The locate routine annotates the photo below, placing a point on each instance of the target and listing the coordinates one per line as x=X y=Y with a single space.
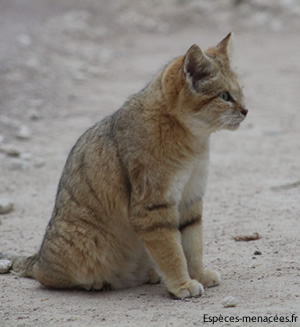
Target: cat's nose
x=244 y=111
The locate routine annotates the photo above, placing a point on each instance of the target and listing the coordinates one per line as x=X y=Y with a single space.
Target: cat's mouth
x=234 y=122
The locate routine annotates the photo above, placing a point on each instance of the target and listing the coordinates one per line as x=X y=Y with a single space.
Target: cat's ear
x=225 y=47
x=197 y=66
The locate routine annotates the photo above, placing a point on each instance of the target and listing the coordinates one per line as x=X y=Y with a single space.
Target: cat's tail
x=21 y=266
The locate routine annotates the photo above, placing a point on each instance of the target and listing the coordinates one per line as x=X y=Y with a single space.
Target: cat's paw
x=210 y=278
x=154 y=277
x=192 y=288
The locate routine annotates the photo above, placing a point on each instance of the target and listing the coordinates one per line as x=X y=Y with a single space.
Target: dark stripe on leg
x=190 y=222
x=160 y=225
x=157 y=206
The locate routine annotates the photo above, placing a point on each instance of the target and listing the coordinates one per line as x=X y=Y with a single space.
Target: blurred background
x=65 y=64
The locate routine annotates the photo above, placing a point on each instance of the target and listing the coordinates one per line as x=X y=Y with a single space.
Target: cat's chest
x=190 y=183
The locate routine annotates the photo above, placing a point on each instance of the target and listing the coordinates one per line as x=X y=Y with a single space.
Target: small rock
x=19 y=164
x=6 y=205
x=39 y=162
x=229 y=301
x=27 y=156
x=34 y=114
x=10 y=150
x=5 y=266
x=24 y=133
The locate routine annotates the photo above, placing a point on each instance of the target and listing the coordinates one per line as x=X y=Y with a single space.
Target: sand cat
x=128 y=208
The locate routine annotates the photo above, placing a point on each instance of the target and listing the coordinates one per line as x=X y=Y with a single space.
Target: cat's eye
x=226 y=96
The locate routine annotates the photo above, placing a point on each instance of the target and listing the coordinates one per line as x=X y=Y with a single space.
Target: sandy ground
x=65 y=65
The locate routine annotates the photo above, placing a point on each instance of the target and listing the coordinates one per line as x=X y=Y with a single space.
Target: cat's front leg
x=192 y=241
x=157 y=227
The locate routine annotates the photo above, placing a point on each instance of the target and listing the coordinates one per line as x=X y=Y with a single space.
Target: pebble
x=10 y=150
x=6 y=205
x=34 y=114
x=229 y=301
x=24 y=133
x=39 y=162
x=5 y=266
x=19 y=164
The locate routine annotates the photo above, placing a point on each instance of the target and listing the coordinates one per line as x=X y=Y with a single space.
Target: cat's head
x=210 y=93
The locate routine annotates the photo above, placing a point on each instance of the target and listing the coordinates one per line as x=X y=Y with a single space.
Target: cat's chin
x=232 y=127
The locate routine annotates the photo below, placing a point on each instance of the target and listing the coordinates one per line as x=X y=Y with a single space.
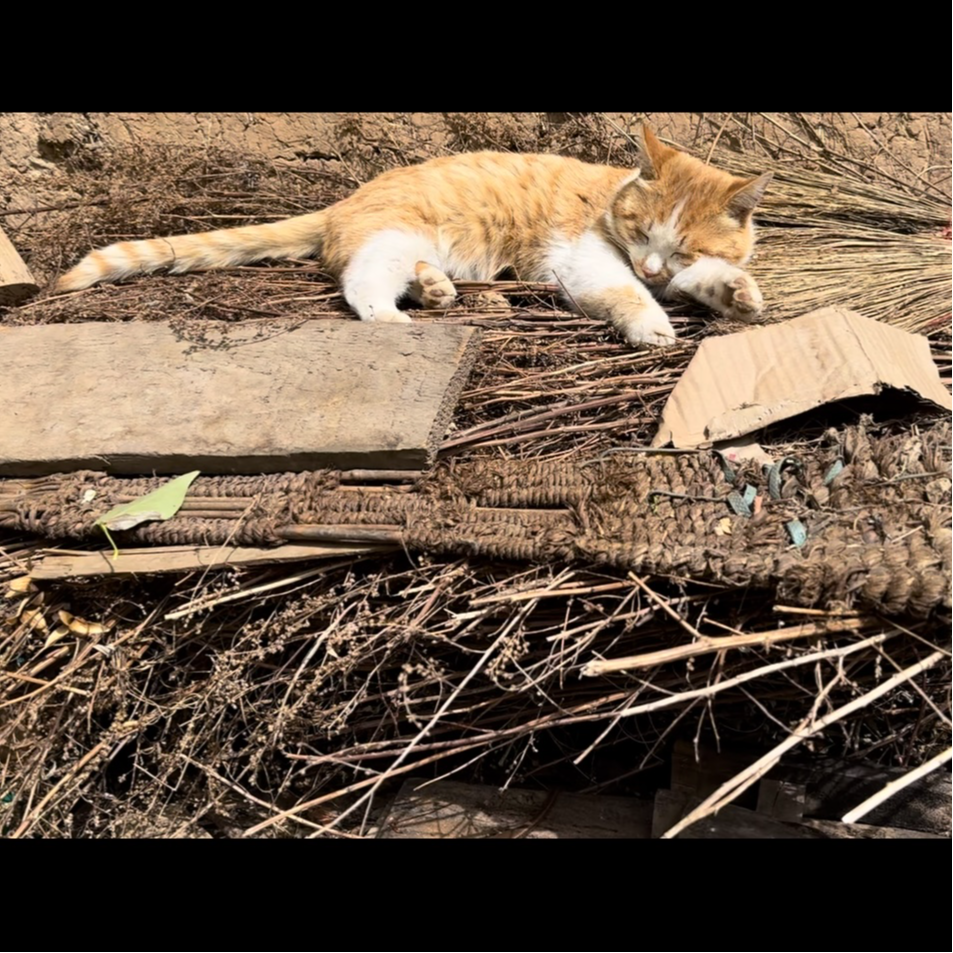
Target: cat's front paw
x=433 y=289
x=650 y=328
x=742 y=299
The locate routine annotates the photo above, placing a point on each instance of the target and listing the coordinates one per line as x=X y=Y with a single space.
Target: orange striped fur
x=612 y=237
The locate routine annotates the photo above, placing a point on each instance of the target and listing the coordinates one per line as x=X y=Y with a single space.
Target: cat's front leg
x=721 y=286
x=597 y=282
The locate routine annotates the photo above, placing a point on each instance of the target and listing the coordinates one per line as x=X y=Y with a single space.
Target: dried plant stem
x=744 y=779
x=889 y=790
x=706 y=645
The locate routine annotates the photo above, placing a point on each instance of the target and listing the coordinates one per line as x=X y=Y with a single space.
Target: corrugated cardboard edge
x=738 y=383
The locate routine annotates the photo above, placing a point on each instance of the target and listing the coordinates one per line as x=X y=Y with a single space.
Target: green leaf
x=161 y=504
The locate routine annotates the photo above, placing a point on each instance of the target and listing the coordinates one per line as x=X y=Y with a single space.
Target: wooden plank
x=448 y=810
x=833 y=789
x=781 y=799
x=259 y=397
x=835 y=830
x=16 y=282
x=159 y=559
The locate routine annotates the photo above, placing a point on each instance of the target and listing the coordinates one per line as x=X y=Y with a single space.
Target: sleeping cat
x=610 y=237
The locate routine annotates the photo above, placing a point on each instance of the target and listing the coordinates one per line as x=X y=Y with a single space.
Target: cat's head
x=676 y=209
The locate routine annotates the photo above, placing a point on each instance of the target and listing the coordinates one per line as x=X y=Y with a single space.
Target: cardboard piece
x=739 y=383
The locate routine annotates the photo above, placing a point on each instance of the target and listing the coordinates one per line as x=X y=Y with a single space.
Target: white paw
x=435 y=288
x=488 y=301
x=390 y=317
x=742 y=299
x=651 y=328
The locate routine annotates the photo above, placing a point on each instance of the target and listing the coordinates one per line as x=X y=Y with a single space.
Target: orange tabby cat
x=610 y=237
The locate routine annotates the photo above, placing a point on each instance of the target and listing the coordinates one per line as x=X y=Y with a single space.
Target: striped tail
x=298 y=237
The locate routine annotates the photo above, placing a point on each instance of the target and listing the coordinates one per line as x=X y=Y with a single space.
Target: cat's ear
x=654 y=154
x=745 y=197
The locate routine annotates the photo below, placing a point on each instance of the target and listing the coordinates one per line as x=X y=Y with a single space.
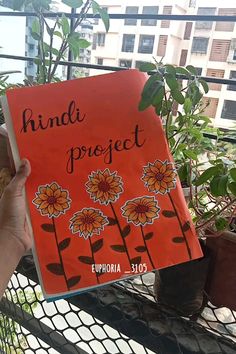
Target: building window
x=188 y=30
x=100 y=61
x=229 y=110
x=225 y=26
x=211 y=108
x=128 y=43
x=199 y=71
x=161 y=49
x=234 y=54
x=31 y=46
x=138 y=63
x=205 y=11
x=123 y=63
x=131 y=10
x=199 y=45
x=215 y=73
x=101 y=39
x=192 y=3
x=96 y=21
x=232 y=75
x=167 y=10
x=146 y=44
x=94 y=45
x=183 y=57
x=149 y=10
x=220 y=50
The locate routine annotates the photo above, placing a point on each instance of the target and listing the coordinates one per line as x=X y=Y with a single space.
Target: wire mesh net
x=122 y=318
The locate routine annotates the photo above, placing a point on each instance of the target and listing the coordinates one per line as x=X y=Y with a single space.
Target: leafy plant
x=12 y=341
x=67 y=33
x=176 y=94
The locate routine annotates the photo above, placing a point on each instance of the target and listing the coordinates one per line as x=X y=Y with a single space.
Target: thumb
x=18 y=182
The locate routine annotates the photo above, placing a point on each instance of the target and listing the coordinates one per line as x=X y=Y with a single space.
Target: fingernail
x=22 y=164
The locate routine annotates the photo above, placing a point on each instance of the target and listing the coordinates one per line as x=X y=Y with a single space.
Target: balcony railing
x=120 y=318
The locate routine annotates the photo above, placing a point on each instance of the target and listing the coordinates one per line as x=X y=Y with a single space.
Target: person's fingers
x=18 y=182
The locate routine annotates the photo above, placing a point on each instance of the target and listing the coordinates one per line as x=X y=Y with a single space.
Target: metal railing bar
x=104 y=304
x=113 y=68
x=39 y=329
x=207 y=18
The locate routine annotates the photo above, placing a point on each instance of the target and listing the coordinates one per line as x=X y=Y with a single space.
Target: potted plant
x=176 y=94
x=215 y=218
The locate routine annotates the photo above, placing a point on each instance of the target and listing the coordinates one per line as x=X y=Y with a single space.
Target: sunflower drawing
x=141 y=211
x=104 y=186
x=51 y=200
x=159 y=177
x=87 y=222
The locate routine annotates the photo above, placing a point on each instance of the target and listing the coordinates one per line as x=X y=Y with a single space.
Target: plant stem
x=214 y=216
x=64 y=44
x=120 y=230
x=59 y=253
x=145 y=243
x=180 y=224
x=41 y=49
x=90 y=242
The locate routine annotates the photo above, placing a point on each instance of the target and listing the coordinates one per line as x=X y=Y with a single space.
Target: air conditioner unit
x=233 y=44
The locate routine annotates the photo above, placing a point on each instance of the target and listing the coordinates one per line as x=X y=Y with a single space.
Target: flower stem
x=180 y=224
x=59 y=252
x=90 y=242
x=145 y=243
x=119 y=227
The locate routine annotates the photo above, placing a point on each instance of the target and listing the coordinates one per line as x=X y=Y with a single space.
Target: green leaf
x=105 y=18
x=182 y=71
x=207 y=174
x=172 y=82
x=58 y=34
x=65 y=25
x=145 y=67
x=178 y=97
x=103 y=13
x=170 y=69
x=232 y=187
x=233 y=173
x=218 y=185
x=158 y=97
x=187 y=105
x=83 y=43
x=35 y=29
x=191 y=69
x=221 y=224
x=144 y=104
x=73 y=3
x=190 y=154
x=18 y=4
x=204 y=85
x=205 y=119
x=95 y=7
x=55 y=51
x=150 y=85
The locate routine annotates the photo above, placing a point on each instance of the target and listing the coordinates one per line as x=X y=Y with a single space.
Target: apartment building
x=12 y=42
x=209 y=46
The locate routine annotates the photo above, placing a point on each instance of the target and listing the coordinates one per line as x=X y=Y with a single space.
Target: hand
x=6 y=160
x=13 y=210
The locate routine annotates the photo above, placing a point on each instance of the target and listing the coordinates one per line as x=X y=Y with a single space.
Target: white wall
x=12 y=42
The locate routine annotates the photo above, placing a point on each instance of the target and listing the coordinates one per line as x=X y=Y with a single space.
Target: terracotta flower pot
x=181 y=287
x=221 y=281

Task. Please copy out everything from the start of the lines down to the line holding "x=234 y=122", swapping "cat's" for "kitten's" and changing nothing else. Leave the pictures out of the copy.

Exercise solution.
The locate routine annotates the photo below, placing a point on each instance of the target and listing the coordinates one per line as x=X y=Y with a single space.
Target: kitten's nose
x=244 y=111
The locate routine annotates the photo above, placing a point on each instance of the target and listing the coordinates one per line as x=X y=Y with a single space.
Target: kitten's mouth
x=234 y=122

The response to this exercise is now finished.